((
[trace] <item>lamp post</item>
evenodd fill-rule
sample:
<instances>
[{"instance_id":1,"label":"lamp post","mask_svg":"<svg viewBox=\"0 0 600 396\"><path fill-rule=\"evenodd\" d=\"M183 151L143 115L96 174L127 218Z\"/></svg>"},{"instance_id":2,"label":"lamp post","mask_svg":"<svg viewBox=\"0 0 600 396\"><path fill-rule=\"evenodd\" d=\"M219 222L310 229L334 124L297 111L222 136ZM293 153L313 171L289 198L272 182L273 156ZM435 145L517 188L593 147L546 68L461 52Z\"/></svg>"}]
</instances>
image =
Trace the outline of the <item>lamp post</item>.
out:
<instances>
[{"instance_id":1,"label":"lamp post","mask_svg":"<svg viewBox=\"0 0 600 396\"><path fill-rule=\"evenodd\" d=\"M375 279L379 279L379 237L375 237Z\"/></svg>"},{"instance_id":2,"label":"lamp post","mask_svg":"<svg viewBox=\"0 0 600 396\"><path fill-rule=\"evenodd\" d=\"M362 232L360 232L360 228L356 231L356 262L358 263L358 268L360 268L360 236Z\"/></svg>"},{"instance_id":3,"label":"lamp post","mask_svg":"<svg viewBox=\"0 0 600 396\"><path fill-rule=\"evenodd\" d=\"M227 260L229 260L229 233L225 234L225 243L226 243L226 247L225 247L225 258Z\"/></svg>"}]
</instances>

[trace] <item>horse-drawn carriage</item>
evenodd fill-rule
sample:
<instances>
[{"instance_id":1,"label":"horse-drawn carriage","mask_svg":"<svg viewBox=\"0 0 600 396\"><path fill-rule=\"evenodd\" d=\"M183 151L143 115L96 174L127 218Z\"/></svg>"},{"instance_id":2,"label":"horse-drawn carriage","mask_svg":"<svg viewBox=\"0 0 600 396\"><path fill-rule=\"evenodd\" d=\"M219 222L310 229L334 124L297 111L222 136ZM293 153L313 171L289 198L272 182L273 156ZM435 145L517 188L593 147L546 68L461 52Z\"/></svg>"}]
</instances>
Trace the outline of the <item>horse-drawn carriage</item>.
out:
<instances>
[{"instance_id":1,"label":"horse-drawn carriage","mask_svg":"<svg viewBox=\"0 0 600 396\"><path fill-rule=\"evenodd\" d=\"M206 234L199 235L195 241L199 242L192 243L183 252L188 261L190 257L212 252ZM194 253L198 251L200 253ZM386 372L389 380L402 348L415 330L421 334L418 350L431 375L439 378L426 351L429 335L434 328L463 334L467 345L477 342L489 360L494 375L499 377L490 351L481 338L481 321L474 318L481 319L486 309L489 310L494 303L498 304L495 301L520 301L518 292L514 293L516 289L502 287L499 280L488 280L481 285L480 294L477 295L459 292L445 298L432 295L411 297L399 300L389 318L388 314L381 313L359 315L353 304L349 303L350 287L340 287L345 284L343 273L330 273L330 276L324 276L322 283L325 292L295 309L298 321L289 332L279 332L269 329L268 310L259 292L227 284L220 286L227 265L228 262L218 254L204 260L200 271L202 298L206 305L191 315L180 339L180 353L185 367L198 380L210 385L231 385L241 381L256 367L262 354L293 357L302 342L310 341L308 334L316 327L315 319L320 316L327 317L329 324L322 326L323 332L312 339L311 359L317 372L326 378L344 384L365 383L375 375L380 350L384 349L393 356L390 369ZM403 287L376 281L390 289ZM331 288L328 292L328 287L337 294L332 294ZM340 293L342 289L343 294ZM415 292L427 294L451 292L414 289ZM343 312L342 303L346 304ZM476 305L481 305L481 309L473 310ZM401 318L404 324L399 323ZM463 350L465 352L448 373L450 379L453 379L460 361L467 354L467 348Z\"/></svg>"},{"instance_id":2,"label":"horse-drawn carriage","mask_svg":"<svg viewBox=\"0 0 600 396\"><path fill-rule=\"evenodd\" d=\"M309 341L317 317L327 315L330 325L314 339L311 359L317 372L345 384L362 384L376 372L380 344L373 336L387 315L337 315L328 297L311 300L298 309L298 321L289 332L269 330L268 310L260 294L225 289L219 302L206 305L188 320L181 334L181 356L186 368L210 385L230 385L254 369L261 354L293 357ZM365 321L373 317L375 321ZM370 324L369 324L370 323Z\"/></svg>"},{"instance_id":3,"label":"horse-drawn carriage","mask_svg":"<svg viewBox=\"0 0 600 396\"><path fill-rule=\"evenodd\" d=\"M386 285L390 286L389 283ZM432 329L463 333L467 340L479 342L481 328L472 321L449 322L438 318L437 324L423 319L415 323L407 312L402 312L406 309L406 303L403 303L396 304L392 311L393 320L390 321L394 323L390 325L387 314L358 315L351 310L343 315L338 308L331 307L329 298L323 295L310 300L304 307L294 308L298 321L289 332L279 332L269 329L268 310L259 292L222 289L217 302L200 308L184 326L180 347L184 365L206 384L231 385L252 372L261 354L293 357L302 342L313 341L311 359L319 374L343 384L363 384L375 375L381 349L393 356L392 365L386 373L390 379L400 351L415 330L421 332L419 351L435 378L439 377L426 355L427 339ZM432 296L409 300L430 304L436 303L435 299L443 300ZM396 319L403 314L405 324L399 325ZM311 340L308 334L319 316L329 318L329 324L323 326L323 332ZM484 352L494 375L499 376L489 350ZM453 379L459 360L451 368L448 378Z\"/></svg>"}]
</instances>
))
● YOUR GOAL:
Return each entry from the material above exactly as it appears.

● THE RESULT:
[trace] <item>lamp post</item>
evenodd fill-rule
sample:
<instances>
[{"instance_id":1,"label":"lamp post","mask_svg":"<svg viewBox=\"0 0 600 396\"><path fill-rule=\"evenodd\" d=\"M183 151L143 115L96 174L127 218Z\"/></svg>"},{"instance_id":2,"label":"lamp post","mask_svg":"<svg viewBox=\"0 0 600 396\"><path fill-rule=\"evenodd\" d=\"M219 222L310 229L334 124L297 111L222 136ZM293 153L313 171L289 198L272 182L273 156ZM435 145L517 188L593 147L546 68L461 52Z\"/></svg>"}]
</instances>
image =
Trace the outline of the <item>lamp post</item>.
out:
<instances>
[{"instance_id":1,"label":"lamp post","mask_svg":"<svg viewBox=\"0 0 600 396\"><path fill-rule=\"evenodd\" d=\"M375 279L379 279L379 237L375 237Z\"/></svg>"},{"instance_id":2,"label":"lamp post","mask_svg":"<svg viewBox=\"0 0 600 396\"><path fill-rule=\"evenodd\" d=\"M362 232L360 232L360 228L356 231L356 262L358 263L358 268L360 268L360 236Z\"/></svg>"},{"instance_id":3,"label":"lamp post","mask_svg":"<svg viewBox=\"0 0 600 396\"><path fill-rule=\"evenodd\" d=\"M227 260L229 260L229 233L225 234L225 243L226 243L226 247L225 247L225 258Z\"/></svg>"}]
</instances>

[trace] <item>horse-drawn carriage</item>
evenodd fill-rule
sample:
<instances>
[{"instance_id":1,"label":"horse-drawn carriage","mask_svg":"<svg viewBox=\"0 0 600 396\"><path fill-rule=\"evenodd\" d=\"M183 151L143 115L96 174L127 218Z\"/></svg>"},{"instance_id":2,"label":"horse-drawn carriage","mask_svg":"<svg viewBox=\"0 0 600 396\"><path fill-rule=\"evenodd\" d=\"M219 222L310 229L334 124L297 111L222 136ZM293 153L313 171L289 198L272 182L273 156ZM435 145L517 188L593 147L546 68L461 52Z\"/></svg>"}]
</instances>
Trace the outline of the <item>horse-drawn carriage</item>.
out:
<instances>
[{"instance_id":1,"label":"horse-drawn carriage","mask_svg":"<svg viewBox=\"0 0 600 396\"><path fill-rule=\"evenodd\" d=\"M206 234L199 235L195 241L199 242L192 243L183 252L188 261L190 257L212 252ZM194 253L198 251L200 253ZM386 372L389 380L402 348L415 330L421 334L418 350L431 375L439 378L426 351L429 335L434 328L463 334L467 345L477 342L489 360L494 375L499 377L490 351L481 338L481 321L474 318L481 319L486 309L489 310L494 303L498 304L495 301L520 301L518 292L514 293L516 289L502 287L499 280L488 280L481 285L480 294L477 295L459 292L445 298L432 295L411 297L399 300L389 318L388 314L381 313L359 315L353 304L349 303L350 287L340 287L345 284L343 273L330 273L330 276L324 276L322 283L325 292L295 309L298 321L289 332L279 332L269 329L268 310L259 292L227 284L220 286L227 265L228 262L218 254L204 260L200 271L202 298L206 305L191 315L180 339L180 353L185 367L198 380L210 385L231 385L241 381L256 367L262 354L293 357L302 342L310 341L308 334L316 327L315 319L320 316L327 317L329 324L322 326L323 332L312 339L311 359L317 372L326 378L344 384L365 383L375 375L380 350L384 349L393 356L390 369ZM403 287L376 281L390 289ZM331 288L328 292L328 287L337 294L332 294ZM340 293L342 289L343 294ZM415 292L427 294L451 292L414 289ZM343 312L342 303L346 304ZM476 305L481 305L481 309L473 310ZM401 318L404 324L399 323ZM463 350L465 352L448 373L450 379L453 379L460 361L467 354L467 348Z\"/></svg>"},{"instance_id":2,"label":"horse-drawn carriage","mask_svg":"<svg viewBox=\"0 0 600 396\"><path fill-rule=\"evenodd\" d=\"M309 341L317 317L327 315L330 325L314 339L311 359L317 372L345 384L362 384L376 372L380 344L373 336L387 315L337 315L328 297L311 300L298 309L298 321L289 332L269 330L268 310L260 294L225 289L219 302L206 305L188 320L181 334L181 356L186 368L210 385L230 385L254 369L261 354L293 357ZM365 321L373 317L375 321ZM370 324L369 324L370 323Z\"/></svg>"},{"instance_id":3,"label":"horse-drawn carriage","mask_svg":"<svg viewBox=\"0 0 600 396\"><path fill-rule=\"evenodd\" d=\"M386 285L390 286L389 283ZM432 329L463 333L467 340L479 342L481 328L472 321L449 322L438 318L437 324L423 319L415 323L407 312L402 312L406 309L406 303L403 303L396 304L392 311L393 320L390 321L394 323L390 325L387 314L358 315L351 310L343 315L338 308L331 307L329 298L323 295L310 300L304 307L294 308L298 321L289 332L279 332L269 329L268 310L259 292L222 289L217 302L200 308L184 326L180 347L184 365L206 384L231 385L252 372L261 354L293 357L302 342L313 341L311 359L319 374L343 384L363 384L375 375L381 349L393 356L392 365L386 373L390 379L400 351L415 330L421 332L419 351L435 378L439 377L426 355L427 339ZM432 296L409 300L430 304L436 303L435 299L443 300ZM396 319L403 314L405 324L399 325ZM311 340L308 334L319 316L329 318L329 324L323 326L323 332ZM484 352L494 375L499 376L489 350ZM453 379L459 360L451 368L448 378Z\"/></svg>"}]
</instances>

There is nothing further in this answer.